» **Problem description**
Below are records to transcribe exactly, without their pictures.

Records drawn from a dataset
==================================================
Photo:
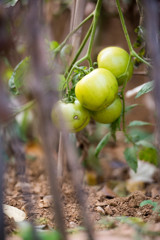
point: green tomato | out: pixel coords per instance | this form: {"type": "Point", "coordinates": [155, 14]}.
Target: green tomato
{"type": "Point", "coordinates": [115, 59]}
{"type": "Point", "coordinates": [109, 114]}
{"type": "Point", "coordinates": [76, 117]}
{"type": "Point", "coordinates": [97, 89]}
==================================================
» **Finished exercise**
Photo:
point: green tomato | out: pixel coords per instance | this form: {"type": "Point", "coordinates": [155, 14]}.
Target: green tomato
{"type": "Point", "coordinates": [115, 59]}
{"type": "Point", "coordinates": [109, 114]}
{"type": "Point", "coordinates": [76, 117]}
{"type": "Point", "coordinates": [97, 89]}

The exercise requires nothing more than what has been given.